• **Page text**:
▬▬▬▬▬▬
Interview conducted by Joseph Smith, NASA EOSDIS Science Writer
NASA's Earth Science Data and Information System (ESDIS) Project manages the Earth science data systems of NASA's Earth Observing System Data and Information System (EOSDIS), which provides science data to a multidisciplinary and worldwide user community. This means that ESDIS is responsible for processing, archiving, and distributing the full suite of EOSDIS Earth science data products; providing center-unique tools for functions such as searching and subsetting of Earth science data; collecting metrics and user satisfaction data to learn how to continually improve the services it provides; ensuring scientists and the public have access to data to advance Earth system science; and promoting the interdisciplinary use of EOSDIS data, services, and tools to a broad range of existing and potential user communities. It’s an important job and as Deputy Manager for the ESDIS Project’s Science Systems Development Office, Dr. Justin L. Rice is actively involved in every part of it.
Rice’s affiliation with NASA began in 2004, when, as a sophomore at Jackson State University in Jackson, Mississippi, he took his first plane ride to Baltimore, Maryland, to serve as a NASA summer intern. Now, nearly 18 years later, Rice plays a leadership role in the development of several projects, including Earthdata Cloud, Cumulus, Openscapes, Harmony, and Earthdata Pub, that are critical to the ESDSIS and EOSDIS missions. He also serves as a mentor to NASA summer interns and regularly counsels college students on how to make the most of their experiences and skills. In the following wide-ranging interview, Rice discusses how he and his colleagues work to keep up with the ever-changing technological advances, NASA’s commitment to Open Science and expanding the Earth science data community, mentoring in a virtual environment, the benefits of following your curiosity, and the importance of communication.
The ESDIS Project and EOSDIS are in a period of transition with regard to the implementation of new technologies—artificial intelligence, machine learning, cloud computing. What are the biggest technological challenges facing ESDIS and EOSDIS?
The biggest challenge of these new technologies is that they’re new. They’re moving targets that are ever-changing. Given this, the dilemma then becomes: how do we leverage new technology today to best future-proof our science data systems? Another question that comes to mind is: how do we ensure things don’t change too fast once we commit to a using a particular technology as a core part of our data system operations? These types of questions remind me of the optical disc format competition between HD DVD and Blu-ray back in the early 2000s. That is to say, sometimes it’s clear that technology is moving in a certain direction. However, it’s not as clear which candidate will win out, because you’re right in the middle of the transition.
So, what is NASA’s approach?
▬▬▬▬▬▬
• **Dataset entries**:
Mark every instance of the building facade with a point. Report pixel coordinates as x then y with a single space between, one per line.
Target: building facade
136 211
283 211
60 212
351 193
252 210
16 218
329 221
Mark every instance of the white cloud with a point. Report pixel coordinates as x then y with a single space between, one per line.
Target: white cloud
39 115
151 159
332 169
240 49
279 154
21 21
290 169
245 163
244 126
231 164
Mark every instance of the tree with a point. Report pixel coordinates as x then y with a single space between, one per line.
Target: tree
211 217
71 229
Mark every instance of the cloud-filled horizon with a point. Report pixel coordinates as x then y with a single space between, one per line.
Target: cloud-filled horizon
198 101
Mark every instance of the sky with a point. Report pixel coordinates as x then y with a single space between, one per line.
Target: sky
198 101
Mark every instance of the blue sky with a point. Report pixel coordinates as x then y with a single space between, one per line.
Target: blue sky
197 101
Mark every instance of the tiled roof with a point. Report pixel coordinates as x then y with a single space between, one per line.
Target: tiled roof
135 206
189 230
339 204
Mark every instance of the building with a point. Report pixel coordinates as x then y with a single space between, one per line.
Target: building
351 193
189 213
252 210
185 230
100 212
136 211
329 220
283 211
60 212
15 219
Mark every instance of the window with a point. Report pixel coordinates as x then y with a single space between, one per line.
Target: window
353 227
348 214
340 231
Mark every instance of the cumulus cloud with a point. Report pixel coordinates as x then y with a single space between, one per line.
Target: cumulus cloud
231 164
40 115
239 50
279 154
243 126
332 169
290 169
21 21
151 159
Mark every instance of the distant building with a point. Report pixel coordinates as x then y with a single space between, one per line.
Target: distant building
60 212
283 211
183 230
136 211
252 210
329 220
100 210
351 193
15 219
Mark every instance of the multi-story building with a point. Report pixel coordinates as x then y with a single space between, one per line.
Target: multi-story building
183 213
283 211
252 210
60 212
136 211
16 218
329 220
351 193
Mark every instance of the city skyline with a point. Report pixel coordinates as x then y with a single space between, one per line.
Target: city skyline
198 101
▬▬▬▬▬▬
• **Work to do**: Continue the ESDIS interview above, starting right after its last line.

• **Exercise response**:
Our approach is to keep our finger on the pulse of what is happening in the Earth science community. To do this, we engage with early adopters to learn about their scientific use cases and the types of technologies, data formats, and software stacks they employ. It’s key that we stay plugged in. A good example of a group that we’re following closely is the Pangeo community (i.e., a group of researchers who encourage the use of cloud platforms for in-place analysis of big geoscience data). The other part of our approach is to conduct trade studies and actively participate in the development of new standards. The Open Geospatial Consortium (OGC) plays a major role in developing open geospatial standards. As an OGC member, we provide our use cases and requirements before new standards are developed. This way we’re more proactive in our stance, and we influence the direction of where certain standards go.
How can ESDIS find new communities for NASA Earth science data?
To find new user communities, we meet them where they are. We give poster and oral presentations in a number of different venues, such as the American Geophysical Union conference and the American Meteorological Society annual meeting. By actively participating in these conferences, we’re able to highlight all our latest development activities and seek out early adopters. We also have our User Working Groups (UWGs), where we bring in users from the research community and have discussions with them so we can understand what their current challenges are and hear how they are partnering with other researchers to solve them. We create and disseminate the American Customer Satisfaction Index survey to our existing users annually, so we can receive feedback from the community and learn how to improve future services. If we keep our existing users happy, we increase our chances of gaining more users by word-of-mouth. So, in several aspects, we’re always reaching out to our existing users as well as leveraging different conferences, different venues, different working groups to find new users; especially those who are interested in transitioning their science workflows to the cloud.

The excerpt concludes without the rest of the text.